- _DATA TO EXAMINE_:
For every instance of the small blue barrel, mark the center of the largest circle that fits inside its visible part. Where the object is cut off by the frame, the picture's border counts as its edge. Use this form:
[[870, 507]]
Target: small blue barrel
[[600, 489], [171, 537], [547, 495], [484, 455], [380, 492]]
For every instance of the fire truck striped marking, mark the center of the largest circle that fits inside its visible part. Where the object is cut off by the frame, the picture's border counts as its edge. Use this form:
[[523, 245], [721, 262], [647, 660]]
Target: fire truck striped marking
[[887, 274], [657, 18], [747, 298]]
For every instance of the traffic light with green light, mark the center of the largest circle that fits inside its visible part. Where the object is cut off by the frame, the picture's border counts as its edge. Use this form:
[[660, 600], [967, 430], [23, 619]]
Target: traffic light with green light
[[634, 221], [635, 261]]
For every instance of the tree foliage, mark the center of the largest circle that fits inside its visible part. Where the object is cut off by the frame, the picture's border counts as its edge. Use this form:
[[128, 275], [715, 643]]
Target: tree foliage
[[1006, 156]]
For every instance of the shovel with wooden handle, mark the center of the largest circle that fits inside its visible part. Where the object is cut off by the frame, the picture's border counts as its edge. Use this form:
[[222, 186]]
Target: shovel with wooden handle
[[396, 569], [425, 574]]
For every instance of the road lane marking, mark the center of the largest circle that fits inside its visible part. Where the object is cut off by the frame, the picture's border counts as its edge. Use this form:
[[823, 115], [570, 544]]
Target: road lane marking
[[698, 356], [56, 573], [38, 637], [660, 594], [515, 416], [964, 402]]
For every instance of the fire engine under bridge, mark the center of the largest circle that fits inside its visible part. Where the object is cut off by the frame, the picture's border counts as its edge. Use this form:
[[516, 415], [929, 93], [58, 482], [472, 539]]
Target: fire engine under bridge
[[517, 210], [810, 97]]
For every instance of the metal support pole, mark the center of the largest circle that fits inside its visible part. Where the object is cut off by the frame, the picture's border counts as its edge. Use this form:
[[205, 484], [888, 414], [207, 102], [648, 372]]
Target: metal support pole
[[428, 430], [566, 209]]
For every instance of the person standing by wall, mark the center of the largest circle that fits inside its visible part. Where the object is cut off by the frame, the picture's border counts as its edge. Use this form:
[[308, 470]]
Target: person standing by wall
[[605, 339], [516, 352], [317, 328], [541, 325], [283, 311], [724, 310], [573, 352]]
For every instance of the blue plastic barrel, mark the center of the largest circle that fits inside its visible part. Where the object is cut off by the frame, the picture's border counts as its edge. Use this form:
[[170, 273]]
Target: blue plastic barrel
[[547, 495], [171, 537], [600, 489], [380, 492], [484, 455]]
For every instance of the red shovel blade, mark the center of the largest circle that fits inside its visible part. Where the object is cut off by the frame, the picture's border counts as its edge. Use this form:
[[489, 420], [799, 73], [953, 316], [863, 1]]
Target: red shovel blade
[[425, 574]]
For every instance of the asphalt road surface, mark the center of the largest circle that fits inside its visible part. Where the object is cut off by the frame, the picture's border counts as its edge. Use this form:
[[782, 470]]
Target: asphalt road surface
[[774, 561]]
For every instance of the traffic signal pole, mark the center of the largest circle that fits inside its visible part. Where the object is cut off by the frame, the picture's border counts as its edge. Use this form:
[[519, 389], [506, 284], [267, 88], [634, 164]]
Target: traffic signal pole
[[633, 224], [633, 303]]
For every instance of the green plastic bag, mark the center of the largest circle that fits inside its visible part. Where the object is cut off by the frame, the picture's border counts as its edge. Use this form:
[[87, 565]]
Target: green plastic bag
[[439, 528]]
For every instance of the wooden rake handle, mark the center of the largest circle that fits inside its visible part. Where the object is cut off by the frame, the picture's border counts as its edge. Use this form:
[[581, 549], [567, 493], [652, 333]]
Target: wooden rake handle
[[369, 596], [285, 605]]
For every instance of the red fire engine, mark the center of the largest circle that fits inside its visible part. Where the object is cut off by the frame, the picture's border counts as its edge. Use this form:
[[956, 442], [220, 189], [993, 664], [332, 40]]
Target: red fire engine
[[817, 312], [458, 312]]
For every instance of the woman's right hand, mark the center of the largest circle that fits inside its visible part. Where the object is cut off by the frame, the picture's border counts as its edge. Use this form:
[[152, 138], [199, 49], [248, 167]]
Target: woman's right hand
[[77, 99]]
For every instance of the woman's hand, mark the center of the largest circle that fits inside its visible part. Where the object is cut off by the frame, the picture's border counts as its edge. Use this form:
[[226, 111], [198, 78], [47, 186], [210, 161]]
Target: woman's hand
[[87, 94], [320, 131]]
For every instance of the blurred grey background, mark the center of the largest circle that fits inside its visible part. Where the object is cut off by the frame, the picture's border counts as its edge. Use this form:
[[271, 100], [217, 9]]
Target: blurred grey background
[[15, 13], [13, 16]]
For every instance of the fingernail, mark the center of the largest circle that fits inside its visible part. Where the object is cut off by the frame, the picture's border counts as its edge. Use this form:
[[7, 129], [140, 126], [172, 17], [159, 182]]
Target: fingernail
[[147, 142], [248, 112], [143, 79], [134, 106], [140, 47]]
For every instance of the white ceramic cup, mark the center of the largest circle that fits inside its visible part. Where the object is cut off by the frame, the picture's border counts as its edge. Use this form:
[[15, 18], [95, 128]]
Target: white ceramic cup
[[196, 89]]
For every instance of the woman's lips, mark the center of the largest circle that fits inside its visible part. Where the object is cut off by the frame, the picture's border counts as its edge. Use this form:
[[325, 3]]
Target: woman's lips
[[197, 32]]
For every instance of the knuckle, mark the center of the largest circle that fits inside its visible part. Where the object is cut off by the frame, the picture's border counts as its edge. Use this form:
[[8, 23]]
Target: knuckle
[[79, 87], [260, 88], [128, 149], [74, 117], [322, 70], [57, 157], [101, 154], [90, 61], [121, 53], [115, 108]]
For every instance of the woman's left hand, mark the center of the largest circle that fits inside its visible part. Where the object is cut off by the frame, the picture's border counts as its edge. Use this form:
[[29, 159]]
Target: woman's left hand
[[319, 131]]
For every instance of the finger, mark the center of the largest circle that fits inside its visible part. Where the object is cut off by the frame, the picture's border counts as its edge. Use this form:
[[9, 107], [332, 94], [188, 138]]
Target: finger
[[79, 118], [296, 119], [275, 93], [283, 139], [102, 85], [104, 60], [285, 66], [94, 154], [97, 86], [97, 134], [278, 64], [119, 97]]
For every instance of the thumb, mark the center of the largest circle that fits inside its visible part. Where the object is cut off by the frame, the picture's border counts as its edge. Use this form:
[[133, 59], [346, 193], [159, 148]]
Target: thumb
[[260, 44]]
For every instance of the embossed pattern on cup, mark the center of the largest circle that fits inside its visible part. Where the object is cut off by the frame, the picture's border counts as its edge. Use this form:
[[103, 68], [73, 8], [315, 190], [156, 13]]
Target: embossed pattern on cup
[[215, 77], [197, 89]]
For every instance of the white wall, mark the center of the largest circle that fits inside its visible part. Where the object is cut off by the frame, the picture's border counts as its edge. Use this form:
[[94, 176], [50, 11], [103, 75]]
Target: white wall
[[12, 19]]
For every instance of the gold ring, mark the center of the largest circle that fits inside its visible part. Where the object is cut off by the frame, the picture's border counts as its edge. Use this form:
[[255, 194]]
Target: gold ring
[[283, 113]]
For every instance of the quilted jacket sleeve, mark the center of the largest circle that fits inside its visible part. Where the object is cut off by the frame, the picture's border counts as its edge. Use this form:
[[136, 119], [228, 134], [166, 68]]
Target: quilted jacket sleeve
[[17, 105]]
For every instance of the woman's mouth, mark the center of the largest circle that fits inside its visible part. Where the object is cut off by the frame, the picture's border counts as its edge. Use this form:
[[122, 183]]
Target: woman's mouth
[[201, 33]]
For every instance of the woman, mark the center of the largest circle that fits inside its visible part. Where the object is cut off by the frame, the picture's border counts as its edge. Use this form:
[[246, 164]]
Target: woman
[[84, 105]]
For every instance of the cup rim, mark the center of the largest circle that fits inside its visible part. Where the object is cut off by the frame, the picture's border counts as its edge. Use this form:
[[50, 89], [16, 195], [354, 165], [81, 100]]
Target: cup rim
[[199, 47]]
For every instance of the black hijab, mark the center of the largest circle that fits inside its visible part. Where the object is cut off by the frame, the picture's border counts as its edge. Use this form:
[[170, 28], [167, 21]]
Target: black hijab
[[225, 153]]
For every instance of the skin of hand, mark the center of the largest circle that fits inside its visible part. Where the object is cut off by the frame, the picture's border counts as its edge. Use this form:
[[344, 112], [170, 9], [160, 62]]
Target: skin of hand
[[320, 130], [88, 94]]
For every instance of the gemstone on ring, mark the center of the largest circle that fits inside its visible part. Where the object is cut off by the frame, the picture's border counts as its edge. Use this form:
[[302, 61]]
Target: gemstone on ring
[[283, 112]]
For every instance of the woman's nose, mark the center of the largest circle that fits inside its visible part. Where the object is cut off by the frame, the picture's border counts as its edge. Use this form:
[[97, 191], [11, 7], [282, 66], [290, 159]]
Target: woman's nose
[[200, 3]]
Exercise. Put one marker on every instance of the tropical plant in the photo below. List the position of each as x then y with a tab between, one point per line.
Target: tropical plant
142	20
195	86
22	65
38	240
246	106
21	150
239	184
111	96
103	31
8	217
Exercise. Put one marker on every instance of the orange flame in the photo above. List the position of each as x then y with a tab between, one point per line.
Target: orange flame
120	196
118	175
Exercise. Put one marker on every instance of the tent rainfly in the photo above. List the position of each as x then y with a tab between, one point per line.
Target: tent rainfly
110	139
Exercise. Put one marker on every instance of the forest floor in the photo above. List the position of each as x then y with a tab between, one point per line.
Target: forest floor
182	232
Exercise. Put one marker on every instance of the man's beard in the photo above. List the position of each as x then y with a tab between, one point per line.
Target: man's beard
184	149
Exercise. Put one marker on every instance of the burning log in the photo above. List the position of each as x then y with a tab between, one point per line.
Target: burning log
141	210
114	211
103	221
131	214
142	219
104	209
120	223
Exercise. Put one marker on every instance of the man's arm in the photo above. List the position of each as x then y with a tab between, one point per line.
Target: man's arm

- _AIM OF THE TASK_: Above are the entries. Quote exactly the lines from the one bearing "Target: embossed pattern on cup" through the one bearing "[[136, 119], [228, 134], [166, 68]]".

- _FINAL ANSWER_:
Target: embossed pattern on cup
[[215, 77], [197, 89]]
For every instance of the white wall, mark the center of the largest circle that fits inside its visible part. Where the object is cut off by the frame, the picture's border counts as its edge. Use this form:
[[94, 176], [50, 11], [103, 75]]
Target: white wall
[[12, 19]]
For every instance of the gold ring, mark the center of the largest circle that fits inside its visible part. Where the object is cut off by the frame, the picture's border counts as its edge. Use this form:
[[255, 194]]
Target: gold ring
[[283, 113]]
For every instance of the quilted jacket sleeve, mark the center of the largest circle that fits inside its visible part. Where the object is cut off by the frame, the picture's border counts as its edge. Use this form:
[[136, 119], [228, 134], [166, 68]]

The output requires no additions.